_What to produce_. Copy the data below word for word, starting at the line that contains "[tag] brown speckled" and continuing through the last line of the data.

(Collected data)
-*-*-

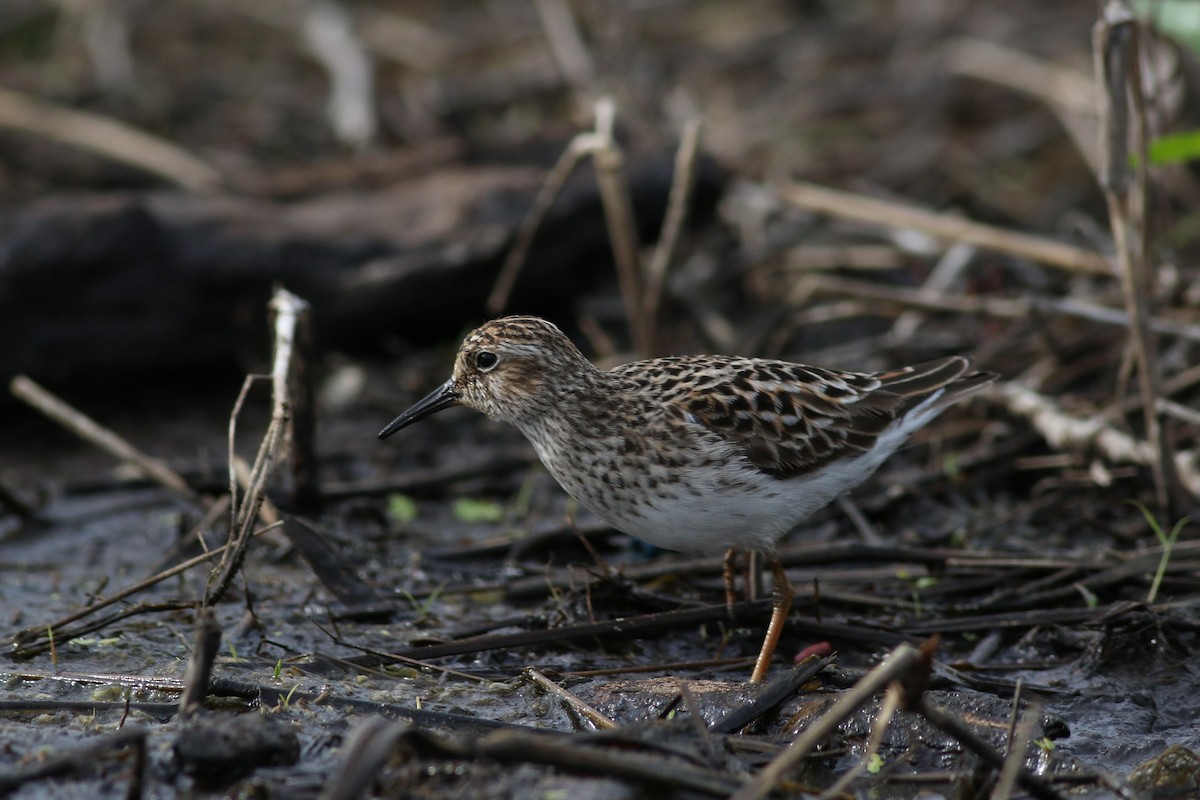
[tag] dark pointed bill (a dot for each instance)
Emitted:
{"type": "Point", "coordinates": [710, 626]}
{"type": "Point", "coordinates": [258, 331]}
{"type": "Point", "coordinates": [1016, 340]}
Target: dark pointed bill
{"type": "Point", "coordinates": [439, 398]}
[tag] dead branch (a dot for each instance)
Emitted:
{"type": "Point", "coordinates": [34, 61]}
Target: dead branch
{"type": "Point", "coordinates": [898, 215]}
{"type": "Point", "coordinates": [287, 308]}
{"type": "Point", "coordinates": [101, 437]}
{"type": "Point", "coordinates": [1123, 130]}
{"type": "Point", "coordinates": [108, 138]}
{"type": "Point", "coordinates": [1073, 433]}
{"type": "Point", "coordinates": [610, 166]}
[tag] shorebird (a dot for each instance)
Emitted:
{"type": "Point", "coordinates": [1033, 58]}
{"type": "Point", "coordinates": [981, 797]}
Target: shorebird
{"type": "Point", "coordinates": [700, 453]}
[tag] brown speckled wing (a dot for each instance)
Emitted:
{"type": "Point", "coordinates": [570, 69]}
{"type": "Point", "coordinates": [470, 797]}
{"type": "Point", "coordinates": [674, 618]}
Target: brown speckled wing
{"type": "Point", "coordinates": [791, 419]}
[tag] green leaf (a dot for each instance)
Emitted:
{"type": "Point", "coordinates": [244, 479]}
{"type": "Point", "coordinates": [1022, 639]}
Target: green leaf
{"type": "Point", "coordinates": [475, 510]}
{"type": "Point", "coordinates": [1175, 148]}
{"type": "Point", "coordinates": [401, 507]}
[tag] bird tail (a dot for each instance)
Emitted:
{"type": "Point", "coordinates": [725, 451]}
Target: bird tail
{"type": "Point", "coordinates": [949, 374]}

-*-*-

_Written reply_.
[tag] brown speckled wing (a dot for each instance)
Emitted:
{"type": "Point", "coordinates": [570, 69]}
{"type": "Point", "coordinates": [470, 797]}
{"type": "Point", "coordinates": [674, 618]}
Target: brown speckled wing
{"type": "Point", "coordinates": [791, 419]}
[tag] green leaf (a dot for each instance)
Emitted:
{"type": "Point", "coordinates": [244, 479]}
{"type": "Point", "coordinates": [1022, 639]}
Target: green leaf
{"type": "Point", "coordinates": [475, 510]}
{"type": "Point", "coordinates": [1175, 148]}
{"type": "Point", "coordinates": [401, 507]}
[tag] bird tail (a dot for each instance)
Emitted:
{"type": "Point", "coordinates": [725, 451]}
Target: bird tail
{"type": "Point", "coordinates": [949, 374]}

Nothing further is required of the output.